Job
Render this sentence from the excerpt on GPUs in power engineering into Spanish: "A real-time power flow SIMD algorithm using symmetrical components is explained in [4]."

Text excerpt
"""

In the electrical power engineering field there are some problems that can be solved by GPUs, and some papers have already been published regarding this. Indeed, recently, a single-instruction-multiple- thread (SIMD) algorithm was presented to solve a transient stability problem [3] but with no improvement over already existing commercial software. A real-time power flow SIMD algorithm using symmetrical components is explained in [4]. Another approach for accelerating a power flow was published in [5], where Gauss-Jacobi and Newton-Raphson algorithms are used, with a speed-up of 10 times in a large-scale system. A Newton method and a biconjugate gradient algorithm are described in [6]. This author parallelizes one power flow obtaining an improvement of 2.1 times.

The previously cited papers show the difficulties in parallelizing the equations of the load flow and obtaining a significant improvement using the GPUs' architecture. Additionally, in [6] Amdahl's law is used to establish an acceleration limit in the load flow parallelization.

"""

Items from a point labeling set

"""

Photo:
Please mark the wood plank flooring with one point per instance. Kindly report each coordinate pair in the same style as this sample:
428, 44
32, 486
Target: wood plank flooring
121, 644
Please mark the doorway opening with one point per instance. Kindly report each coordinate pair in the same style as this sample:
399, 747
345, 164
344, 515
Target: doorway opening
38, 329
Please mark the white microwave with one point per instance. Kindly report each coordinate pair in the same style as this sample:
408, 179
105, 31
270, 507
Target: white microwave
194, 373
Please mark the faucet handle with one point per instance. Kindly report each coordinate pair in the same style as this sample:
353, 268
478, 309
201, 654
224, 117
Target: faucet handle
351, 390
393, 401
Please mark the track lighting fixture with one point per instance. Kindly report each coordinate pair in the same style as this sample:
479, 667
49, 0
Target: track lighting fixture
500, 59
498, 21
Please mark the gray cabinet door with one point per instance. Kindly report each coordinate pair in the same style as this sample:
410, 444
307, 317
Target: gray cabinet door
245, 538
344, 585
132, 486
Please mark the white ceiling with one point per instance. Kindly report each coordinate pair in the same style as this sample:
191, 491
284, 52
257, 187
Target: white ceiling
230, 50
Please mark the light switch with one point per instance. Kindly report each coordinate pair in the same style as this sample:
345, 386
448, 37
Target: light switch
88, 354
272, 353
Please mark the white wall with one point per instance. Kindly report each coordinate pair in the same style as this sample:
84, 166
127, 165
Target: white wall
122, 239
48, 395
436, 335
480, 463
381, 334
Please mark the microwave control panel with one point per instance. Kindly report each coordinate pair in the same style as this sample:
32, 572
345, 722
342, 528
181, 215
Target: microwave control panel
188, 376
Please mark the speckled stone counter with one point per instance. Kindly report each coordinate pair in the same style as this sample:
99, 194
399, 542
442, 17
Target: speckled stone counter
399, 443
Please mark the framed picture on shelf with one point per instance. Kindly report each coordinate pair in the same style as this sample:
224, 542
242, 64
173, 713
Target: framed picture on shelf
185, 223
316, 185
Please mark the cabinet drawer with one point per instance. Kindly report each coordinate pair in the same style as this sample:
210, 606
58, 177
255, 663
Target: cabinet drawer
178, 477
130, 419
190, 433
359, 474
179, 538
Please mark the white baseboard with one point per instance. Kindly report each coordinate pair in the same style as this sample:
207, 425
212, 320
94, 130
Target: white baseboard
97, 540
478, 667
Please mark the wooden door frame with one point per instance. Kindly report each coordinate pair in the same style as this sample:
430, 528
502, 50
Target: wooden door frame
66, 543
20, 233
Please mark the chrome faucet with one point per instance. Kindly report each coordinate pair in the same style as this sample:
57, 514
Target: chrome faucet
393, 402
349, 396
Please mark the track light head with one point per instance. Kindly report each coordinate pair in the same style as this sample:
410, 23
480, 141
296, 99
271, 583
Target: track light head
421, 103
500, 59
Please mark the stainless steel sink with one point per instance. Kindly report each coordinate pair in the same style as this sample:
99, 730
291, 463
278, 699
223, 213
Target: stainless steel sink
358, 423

"""
"""

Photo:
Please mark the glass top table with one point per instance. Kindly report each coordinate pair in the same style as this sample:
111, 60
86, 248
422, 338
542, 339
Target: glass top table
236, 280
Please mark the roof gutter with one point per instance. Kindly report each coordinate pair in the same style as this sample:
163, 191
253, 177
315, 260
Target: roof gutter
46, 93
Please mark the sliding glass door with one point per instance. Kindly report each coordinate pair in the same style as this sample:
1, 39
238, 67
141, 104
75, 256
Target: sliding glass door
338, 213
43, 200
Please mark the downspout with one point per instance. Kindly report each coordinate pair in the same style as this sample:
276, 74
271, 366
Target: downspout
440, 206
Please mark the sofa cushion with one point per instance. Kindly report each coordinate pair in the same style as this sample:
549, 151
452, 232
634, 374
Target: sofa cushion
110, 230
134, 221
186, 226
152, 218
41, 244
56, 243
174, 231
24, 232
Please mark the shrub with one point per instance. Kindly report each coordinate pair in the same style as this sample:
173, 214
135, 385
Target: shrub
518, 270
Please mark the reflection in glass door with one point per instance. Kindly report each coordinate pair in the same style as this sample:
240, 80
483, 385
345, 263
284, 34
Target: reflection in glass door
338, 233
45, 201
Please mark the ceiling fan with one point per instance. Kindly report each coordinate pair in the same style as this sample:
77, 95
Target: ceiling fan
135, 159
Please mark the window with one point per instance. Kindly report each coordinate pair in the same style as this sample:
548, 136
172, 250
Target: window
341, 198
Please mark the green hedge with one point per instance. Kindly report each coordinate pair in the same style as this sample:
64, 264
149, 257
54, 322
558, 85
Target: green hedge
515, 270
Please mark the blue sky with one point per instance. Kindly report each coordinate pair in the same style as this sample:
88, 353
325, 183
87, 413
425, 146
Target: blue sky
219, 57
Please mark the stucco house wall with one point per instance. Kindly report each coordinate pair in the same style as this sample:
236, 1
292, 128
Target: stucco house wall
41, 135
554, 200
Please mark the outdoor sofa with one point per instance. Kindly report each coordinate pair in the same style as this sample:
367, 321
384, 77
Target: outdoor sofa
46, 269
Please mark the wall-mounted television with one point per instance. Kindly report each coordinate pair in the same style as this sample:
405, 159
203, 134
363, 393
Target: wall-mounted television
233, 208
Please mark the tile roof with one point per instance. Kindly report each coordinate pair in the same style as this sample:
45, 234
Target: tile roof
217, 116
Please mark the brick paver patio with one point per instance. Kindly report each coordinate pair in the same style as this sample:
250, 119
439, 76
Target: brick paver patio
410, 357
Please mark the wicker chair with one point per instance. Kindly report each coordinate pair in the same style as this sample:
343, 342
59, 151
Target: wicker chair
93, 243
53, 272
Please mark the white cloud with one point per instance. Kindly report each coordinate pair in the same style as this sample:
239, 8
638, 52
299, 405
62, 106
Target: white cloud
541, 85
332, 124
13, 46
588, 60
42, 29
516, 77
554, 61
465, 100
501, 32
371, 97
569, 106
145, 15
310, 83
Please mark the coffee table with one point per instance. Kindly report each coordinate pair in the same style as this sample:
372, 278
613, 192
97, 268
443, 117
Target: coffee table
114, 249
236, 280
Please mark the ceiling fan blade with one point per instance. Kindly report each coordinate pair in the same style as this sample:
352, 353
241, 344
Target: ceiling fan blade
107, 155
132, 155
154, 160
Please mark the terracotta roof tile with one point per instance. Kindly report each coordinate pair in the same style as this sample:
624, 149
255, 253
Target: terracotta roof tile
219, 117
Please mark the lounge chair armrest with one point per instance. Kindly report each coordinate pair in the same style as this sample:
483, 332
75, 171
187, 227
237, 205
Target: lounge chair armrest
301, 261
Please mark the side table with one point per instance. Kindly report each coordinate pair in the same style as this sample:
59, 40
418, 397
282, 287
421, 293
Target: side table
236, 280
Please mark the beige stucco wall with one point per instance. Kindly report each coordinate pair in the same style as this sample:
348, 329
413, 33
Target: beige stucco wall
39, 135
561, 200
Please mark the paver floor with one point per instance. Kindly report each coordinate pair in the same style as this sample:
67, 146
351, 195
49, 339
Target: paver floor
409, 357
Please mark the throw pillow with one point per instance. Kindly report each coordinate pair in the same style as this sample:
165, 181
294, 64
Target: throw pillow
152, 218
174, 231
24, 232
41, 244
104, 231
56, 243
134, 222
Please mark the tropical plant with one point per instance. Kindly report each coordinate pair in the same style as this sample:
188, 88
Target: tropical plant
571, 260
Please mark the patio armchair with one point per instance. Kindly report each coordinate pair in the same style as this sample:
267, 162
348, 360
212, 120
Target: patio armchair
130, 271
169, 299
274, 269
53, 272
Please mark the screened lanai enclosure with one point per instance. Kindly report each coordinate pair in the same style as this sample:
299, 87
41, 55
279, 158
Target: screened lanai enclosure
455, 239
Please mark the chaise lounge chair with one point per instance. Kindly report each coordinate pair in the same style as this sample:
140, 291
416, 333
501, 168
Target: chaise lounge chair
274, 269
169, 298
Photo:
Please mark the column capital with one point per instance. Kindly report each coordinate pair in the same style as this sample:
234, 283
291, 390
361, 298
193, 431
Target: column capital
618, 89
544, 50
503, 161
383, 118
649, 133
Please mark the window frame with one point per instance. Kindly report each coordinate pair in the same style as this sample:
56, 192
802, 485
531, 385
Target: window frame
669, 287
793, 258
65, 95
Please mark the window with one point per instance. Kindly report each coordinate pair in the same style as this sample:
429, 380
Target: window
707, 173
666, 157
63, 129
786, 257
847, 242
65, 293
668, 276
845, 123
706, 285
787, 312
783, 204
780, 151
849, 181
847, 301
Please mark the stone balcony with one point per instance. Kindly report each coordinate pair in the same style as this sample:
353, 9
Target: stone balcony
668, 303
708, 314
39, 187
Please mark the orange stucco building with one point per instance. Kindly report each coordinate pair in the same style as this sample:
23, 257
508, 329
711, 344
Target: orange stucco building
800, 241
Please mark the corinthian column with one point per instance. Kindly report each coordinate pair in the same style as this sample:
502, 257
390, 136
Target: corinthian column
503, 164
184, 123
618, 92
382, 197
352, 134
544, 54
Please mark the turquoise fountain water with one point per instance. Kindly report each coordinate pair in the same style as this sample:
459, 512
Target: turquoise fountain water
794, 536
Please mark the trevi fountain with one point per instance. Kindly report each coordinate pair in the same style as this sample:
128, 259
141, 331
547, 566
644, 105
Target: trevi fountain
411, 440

"""
"""

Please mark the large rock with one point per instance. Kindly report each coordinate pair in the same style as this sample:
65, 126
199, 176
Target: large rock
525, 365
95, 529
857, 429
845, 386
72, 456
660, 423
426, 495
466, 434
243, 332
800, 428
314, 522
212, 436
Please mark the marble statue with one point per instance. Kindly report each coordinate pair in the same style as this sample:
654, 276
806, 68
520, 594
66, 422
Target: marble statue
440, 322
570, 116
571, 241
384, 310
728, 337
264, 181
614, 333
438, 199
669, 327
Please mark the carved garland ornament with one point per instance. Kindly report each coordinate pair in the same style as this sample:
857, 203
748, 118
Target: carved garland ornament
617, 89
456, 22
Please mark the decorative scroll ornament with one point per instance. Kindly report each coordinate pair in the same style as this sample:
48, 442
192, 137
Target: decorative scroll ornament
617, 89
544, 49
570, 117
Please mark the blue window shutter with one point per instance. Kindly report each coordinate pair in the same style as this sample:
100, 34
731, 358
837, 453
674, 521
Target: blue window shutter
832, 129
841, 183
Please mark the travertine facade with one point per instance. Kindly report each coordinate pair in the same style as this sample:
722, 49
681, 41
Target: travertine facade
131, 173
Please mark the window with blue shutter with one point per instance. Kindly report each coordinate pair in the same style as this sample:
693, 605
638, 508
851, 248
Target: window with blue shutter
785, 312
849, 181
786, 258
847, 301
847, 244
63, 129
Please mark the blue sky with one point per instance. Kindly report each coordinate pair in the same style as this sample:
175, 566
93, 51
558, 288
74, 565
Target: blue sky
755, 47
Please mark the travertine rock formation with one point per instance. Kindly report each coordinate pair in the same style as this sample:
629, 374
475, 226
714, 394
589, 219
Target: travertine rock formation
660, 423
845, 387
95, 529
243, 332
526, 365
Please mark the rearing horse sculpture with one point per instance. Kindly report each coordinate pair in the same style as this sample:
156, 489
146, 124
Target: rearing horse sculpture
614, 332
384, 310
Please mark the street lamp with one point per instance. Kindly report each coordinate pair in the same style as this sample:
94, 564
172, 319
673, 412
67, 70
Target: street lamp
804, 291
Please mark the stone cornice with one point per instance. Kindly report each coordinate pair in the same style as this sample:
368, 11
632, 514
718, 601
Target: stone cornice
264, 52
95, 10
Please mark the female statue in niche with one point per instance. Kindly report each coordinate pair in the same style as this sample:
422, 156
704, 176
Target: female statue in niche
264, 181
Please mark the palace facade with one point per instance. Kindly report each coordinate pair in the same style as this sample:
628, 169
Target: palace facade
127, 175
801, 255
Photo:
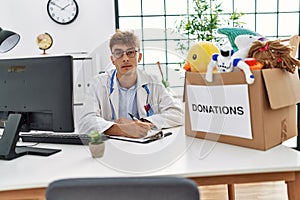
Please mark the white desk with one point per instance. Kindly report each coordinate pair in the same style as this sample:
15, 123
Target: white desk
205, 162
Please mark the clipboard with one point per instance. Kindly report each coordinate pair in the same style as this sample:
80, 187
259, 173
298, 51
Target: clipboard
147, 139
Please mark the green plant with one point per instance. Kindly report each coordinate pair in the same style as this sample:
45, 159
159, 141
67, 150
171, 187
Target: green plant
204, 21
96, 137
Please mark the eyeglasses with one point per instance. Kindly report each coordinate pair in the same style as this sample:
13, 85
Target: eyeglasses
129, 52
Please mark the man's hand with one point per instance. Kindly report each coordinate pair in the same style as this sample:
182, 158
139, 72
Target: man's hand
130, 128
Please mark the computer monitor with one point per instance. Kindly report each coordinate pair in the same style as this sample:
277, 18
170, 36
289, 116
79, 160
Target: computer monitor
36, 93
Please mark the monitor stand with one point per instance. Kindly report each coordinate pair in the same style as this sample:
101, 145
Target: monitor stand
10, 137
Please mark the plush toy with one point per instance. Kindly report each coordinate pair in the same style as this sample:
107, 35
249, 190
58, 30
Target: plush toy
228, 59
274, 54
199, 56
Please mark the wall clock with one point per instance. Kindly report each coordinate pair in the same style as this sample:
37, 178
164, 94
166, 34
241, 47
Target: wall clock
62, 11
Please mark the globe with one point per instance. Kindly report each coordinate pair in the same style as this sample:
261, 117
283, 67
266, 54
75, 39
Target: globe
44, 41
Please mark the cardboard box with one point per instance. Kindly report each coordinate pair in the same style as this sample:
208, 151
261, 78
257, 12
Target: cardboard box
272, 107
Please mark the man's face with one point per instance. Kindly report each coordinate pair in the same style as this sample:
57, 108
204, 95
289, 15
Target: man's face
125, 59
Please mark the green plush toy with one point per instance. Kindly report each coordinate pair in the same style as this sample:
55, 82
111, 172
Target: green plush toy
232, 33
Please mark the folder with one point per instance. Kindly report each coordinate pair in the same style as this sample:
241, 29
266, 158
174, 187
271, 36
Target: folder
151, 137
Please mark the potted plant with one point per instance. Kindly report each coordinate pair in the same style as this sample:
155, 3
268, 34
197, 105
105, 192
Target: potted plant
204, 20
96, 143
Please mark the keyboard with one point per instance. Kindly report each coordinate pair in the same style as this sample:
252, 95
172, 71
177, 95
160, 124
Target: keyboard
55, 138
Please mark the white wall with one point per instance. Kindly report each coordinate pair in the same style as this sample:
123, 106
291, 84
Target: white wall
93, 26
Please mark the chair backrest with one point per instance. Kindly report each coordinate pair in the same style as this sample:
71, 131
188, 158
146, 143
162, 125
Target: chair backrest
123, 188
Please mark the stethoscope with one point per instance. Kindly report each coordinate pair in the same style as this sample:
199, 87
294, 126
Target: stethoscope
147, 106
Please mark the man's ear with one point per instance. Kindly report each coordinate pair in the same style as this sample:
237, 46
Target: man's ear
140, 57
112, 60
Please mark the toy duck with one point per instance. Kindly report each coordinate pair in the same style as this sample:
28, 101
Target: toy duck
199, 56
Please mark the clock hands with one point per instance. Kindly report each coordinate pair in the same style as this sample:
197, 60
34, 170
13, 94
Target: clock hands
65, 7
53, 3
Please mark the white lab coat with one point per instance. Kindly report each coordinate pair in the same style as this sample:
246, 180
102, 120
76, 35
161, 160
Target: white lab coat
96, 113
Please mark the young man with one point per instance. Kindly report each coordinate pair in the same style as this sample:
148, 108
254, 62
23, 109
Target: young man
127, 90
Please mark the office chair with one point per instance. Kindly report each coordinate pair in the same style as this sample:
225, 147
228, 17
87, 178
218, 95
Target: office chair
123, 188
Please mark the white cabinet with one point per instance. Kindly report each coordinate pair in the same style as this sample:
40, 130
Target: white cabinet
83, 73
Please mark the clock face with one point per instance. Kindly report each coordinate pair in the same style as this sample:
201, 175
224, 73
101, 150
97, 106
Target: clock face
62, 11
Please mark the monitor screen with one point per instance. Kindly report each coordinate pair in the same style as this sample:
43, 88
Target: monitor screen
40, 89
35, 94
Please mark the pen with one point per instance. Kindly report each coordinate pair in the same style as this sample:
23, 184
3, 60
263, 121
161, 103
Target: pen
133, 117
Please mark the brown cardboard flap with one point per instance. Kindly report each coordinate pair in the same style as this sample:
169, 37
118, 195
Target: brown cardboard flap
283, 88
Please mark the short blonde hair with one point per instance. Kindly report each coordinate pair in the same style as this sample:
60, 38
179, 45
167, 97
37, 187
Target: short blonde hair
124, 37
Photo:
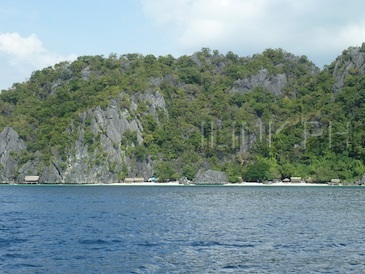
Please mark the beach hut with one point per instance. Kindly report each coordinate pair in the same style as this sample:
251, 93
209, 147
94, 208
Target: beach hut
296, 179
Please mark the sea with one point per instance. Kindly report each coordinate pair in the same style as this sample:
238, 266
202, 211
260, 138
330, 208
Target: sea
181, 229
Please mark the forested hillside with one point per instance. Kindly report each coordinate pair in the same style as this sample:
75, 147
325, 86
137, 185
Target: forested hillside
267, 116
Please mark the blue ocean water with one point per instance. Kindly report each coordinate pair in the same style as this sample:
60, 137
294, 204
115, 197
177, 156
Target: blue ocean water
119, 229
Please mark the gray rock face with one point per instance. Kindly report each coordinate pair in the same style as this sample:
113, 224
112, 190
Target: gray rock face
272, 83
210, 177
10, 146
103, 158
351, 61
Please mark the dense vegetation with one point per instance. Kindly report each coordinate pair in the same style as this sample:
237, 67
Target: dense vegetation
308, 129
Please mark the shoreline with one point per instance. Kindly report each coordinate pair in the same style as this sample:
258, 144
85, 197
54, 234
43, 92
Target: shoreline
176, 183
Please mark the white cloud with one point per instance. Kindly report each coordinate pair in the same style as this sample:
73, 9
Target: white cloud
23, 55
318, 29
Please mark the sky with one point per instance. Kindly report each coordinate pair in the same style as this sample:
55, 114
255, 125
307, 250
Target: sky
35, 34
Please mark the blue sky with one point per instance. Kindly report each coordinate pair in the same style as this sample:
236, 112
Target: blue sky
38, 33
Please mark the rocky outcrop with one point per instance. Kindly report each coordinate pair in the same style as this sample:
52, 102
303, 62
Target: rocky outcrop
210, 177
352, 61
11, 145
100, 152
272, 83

"""

Written reply
En [4] se explica un algoritmo SIMD de flujo de potencia en tiempo real que utiliza componentes simétricas.